• **DIRECTIONS FOR THIS TASK**: Pick out each line in these entries that contains the string "trunk".

*** Opening of RECORDS FOR THE TASK ***

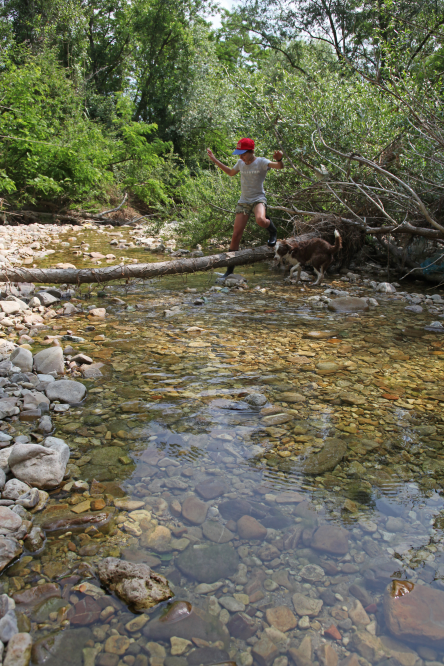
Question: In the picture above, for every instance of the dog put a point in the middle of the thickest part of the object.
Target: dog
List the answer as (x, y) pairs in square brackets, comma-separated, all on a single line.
[(316, 251), (283, 249)]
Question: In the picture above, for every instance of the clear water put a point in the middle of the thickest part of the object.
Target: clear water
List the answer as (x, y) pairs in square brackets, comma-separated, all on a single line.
[(170, 419)]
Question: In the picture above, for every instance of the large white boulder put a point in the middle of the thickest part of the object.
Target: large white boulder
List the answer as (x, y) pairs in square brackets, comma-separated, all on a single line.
[(66, 390), (22, 358), (40, 466), (49, 360)]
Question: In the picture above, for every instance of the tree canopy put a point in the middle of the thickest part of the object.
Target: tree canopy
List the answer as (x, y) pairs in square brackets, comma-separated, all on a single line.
[(99, 98)]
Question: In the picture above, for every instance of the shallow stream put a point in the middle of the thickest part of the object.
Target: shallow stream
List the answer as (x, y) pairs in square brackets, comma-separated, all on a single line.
[(278, 518)]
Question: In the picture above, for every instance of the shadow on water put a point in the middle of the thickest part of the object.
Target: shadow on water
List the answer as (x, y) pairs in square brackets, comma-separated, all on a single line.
[(311, 497)]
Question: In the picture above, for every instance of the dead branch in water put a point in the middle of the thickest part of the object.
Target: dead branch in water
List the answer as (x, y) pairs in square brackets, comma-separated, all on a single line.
[(125, 272)]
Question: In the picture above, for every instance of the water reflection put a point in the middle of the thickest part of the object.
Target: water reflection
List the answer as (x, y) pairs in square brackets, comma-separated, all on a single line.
[(283, 520)]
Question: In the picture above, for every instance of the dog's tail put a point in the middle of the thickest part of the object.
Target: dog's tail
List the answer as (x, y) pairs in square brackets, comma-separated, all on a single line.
[(338, 242)]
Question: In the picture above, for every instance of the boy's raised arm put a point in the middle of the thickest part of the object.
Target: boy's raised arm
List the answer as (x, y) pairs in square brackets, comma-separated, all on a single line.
[(223, 167)]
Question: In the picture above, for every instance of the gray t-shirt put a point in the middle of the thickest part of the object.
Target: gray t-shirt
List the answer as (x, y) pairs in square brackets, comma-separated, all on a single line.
[(252, 179)]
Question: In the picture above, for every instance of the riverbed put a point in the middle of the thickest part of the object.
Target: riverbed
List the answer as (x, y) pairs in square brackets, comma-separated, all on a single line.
[(279, 463)]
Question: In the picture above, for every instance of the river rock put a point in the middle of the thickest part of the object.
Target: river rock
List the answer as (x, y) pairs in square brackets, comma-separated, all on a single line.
[(242, 626), (265, 651), (66, 390), (19, 650), (135, 584), (331, 539), (14, 488), (208, 563), (8, 626), (348, 304), (329, 456), (84, 612), (211, 489), (249, 528), (49, 360), (307, 605), (40, 466), (22, 358), (9, 550), (281, 618), (183, 620), (215, 531), (194, 510), (159, 539), (416, 617), (10, 522), (8, 407)]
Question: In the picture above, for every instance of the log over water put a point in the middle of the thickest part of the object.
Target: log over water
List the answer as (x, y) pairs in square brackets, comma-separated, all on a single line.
[(125, 272)]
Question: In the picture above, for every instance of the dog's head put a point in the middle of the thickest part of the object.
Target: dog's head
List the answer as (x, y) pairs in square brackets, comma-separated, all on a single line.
[(281, 249)]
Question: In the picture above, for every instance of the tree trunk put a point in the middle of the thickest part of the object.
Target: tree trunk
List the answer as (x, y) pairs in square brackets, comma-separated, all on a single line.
[(99, 275)]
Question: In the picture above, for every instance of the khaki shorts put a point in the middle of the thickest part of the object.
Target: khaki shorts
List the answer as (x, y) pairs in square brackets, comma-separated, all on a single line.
[(247, 209)]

*** Close of RECORDS FOR THE TASK ***

• **THE ANSWER**:
Question: In the picture above, for every instance of the tree trunk put a point in the middle of the thickest part of the object.
Target: tree trunk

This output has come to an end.